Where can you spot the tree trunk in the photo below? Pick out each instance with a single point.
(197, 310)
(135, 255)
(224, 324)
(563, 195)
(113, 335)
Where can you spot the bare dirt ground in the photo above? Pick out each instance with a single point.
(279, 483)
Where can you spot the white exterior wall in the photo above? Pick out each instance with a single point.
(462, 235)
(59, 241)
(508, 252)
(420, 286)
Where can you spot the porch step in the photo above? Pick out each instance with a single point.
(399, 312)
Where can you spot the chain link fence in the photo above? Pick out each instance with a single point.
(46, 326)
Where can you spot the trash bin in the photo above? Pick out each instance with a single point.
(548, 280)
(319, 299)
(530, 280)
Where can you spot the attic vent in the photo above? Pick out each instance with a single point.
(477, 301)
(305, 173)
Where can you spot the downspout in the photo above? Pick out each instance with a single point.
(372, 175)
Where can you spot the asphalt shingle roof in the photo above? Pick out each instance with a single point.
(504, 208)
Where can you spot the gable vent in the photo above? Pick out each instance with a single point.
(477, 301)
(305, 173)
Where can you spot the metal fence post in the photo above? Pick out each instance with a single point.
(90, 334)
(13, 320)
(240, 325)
......
* WRITTEN TASK: Convert the stretch from the line containing "Where can you spot the downspout" through the end of the items into a Markdown table with the columns Row and Line. Number each row and leave out any blank lines.

* RESULT OF THIS TASK:
| Row | Line |
|---|---|
| 1 | Where can you spot the downspout in the photo above? Pick out each instance with a single point. |
| 2 | (372, 175) |
| 3 | Where can you spot the asphalt shingle roof in the photo above? Pick out each instance with a single point. |
| 4 | (504, 208) |
| 5 | Where can you spot the gable vent in the photo above? Pick out each instance with a single point. |
| 6 | (477, 301) |
| 7 | (305, 173) |
| 8 | Where can you spot the metal fence post in the photo above? Pick out each instance with a single point. |
| 9 | (90, 334) |
| 10 | (13, 320) |
| 11 | (240, 325) |